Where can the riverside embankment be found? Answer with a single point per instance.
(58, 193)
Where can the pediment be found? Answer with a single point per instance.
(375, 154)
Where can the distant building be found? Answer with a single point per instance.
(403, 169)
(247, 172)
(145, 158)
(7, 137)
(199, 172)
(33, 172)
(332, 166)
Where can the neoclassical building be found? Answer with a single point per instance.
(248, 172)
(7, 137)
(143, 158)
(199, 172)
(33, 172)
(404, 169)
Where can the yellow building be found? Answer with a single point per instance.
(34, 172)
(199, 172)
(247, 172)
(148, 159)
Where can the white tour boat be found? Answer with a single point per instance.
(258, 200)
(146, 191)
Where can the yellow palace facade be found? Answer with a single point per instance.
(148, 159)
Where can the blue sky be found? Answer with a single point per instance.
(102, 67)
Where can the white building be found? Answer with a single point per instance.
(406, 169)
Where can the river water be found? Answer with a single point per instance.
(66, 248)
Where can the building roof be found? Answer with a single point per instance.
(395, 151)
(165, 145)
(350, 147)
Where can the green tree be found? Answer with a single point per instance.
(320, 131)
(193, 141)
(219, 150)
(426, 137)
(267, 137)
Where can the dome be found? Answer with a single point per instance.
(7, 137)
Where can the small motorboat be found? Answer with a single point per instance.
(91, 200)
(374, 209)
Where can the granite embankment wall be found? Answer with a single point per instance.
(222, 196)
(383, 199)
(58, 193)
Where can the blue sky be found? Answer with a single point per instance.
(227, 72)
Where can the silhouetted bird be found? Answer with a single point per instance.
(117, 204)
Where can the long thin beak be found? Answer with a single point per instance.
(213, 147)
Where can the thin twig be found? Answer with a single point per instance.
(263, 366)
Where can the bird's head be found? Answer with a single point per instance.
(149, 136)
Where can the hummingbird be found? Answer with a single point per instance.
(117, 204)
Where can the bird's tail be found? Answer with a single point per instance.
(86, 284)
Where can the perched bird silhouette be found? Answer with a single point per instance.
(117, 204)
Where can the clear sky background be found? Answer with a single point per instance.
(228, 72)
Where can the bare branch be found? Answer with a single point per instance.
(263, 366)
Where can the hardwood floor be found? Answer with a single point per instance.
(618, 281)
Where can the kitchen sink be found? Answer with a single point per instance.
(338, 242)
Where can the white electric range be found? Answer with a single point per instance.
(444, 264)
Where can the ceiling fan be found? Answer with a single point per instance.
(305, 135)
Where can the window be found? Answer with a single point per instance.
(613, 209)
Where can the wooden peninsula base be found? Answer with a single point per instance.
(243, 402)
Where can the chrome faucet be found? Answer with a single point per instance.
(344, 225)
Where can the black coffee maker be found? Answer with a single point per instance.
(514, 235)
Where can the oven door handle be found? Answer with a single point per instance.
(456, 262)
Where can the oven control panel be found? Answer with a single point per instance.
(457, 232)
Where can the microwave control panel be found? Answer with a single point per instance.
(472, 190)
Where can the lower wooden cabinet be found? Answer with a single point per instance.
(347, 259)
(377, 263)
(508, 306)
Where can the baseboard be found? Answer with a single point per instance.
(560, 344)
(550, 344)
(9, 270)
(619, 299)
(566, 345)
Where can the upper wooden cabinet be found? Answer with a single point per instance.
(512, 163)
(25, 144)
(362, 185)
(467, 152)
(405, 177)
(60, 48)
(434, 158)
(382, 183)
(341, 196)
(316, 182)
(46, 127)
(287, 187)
---------------
TO DO: From the listing above, extract all records word for word.

COMPLETE OUTPUT:
Where can the riverside embankment be found? Answer with a single point per instance.
(58, 193)
Where can the pediment be found? Answer with a single point per instance.
(375, 154)
Where can the distant building be found? Answer with a single point per instance.
(403, 169)
(247, 172)
(145, 158)
(7, 137)
(199, 172)
(33, 172)
(332, 166)
Where can the neoclassical building be found? Answer with a single point per instance.
(248, 172)
(7, 137)
(143, 158)
(199, 172)
(33, 172)
(404, 169)
Where can the yellow building be found? Answer with a single point per instance.
(34, 172)
(199, 172)
(247, 172)
(148, 159)
Where can the white tour boat be found? Answer with a single point per instance.
(258, 200)
(146, 191)
Where can the yellow palace facade be found? Answer with a single point per instance.
(148, 159)
Where can the blue sky be found? Answer with a single point per instance.
(102, 67)
Where can the white building be found? Answer with a single point per instance.
(406, 169)
Where can the river water be found? Answer with a single point per instance.
(66, 248)
Where can the building roof be found? Answer with a single point per instance.
(395, 151)
(165, 145)
(350, 147)
Where can the green tree be found? Answer with a single point per instance.
(320, 131)
(193, 141)
(219, 150)
(426, 137)
(267, 137)
Where can the dome be found? Answer with a single point per instance.
(7, 137)
Where can the small motorboat be found? Answer with a single point per instance.
(91, 200)
(374, 209)
Where can the granite embankment wall be found? Answer with a single point per instance.
(222, 196)
(383, 199)
(58, 193)
Where can the blue sky be found? Answer with a single point per instance.
(227, 72)
Where can the silhouetted bird be found? Answer with a single point per instance.
(117, 204)
Where can the long thin beak be found? Answer with a single point per instance.
(213, 147)
Where can the thin twig be found? Answer with a single point per instance.
(263, 366)
Where can the bird's head be found? Answer with a single point per instance.
(149, 136)
Where can the hummingbird be found? Answer with a single point per instance.
(117, 204)
Where can the bird's tail be found? Answer with a single point per instance.
(86, 284)
Where can the perched bird silhouette be found? Answer with a single point per instance.
(117, 204)
Where can the clear sky background be found? Answer with a single point per instance.
(228, 72)
Where can the bare branch be found? Answer with a single point per instance.
(263, 366)
Where can the hardwood floor be found? Answer with a single point per instance.
(618, 281)
Where can the kitchen sink be found? Answer with a single point per instance.
(338, 242)
Where can the white electric range be found? Answer with a single point per instance.
(444, 264)
Where can the ceiling fan be found? Answer with a single point per instance.
(305, 135)
Where can the window be found? Answer with a single point per instance.
(613, 209)
Where can the wooden peninsula base be found? Answer with a single point per instance.
(243, 402)
Where can the chrome faucet be found? Answer with a single point per instance.
(344, 225)
Where can the black coffee maker be found? Answer with a single point per instance.
(514, 235)
Where can the oven door handle be found? Answer with a single point per instance.
(456, 262)
Where can the oven control panel be found? Answer with a single point per instance.
(457, 232)
Where can the microwave control panel be found? Answer with a single point per instance.
(472, 190)
Where can the lower wooden cabinet be found? Answer with a single point per instance.
(347, 259)
(377, 263)
(508, 306)
Where can the baseboard be found? Answer with a single point per instance.
(560, 344)
(550, 344)
(9, 270)
(619, 299)
(566, 345)
Where can the upper wooden cabinet be found? Answer with a single point per instance.
(512, 163)
(25, 144)
(362, 185)
(467, 152)
(405, 177)
(60, 48)
(434, 158)
(382, 183)
(341, 196)
(316, 182)
(46, 127)
(287, 187)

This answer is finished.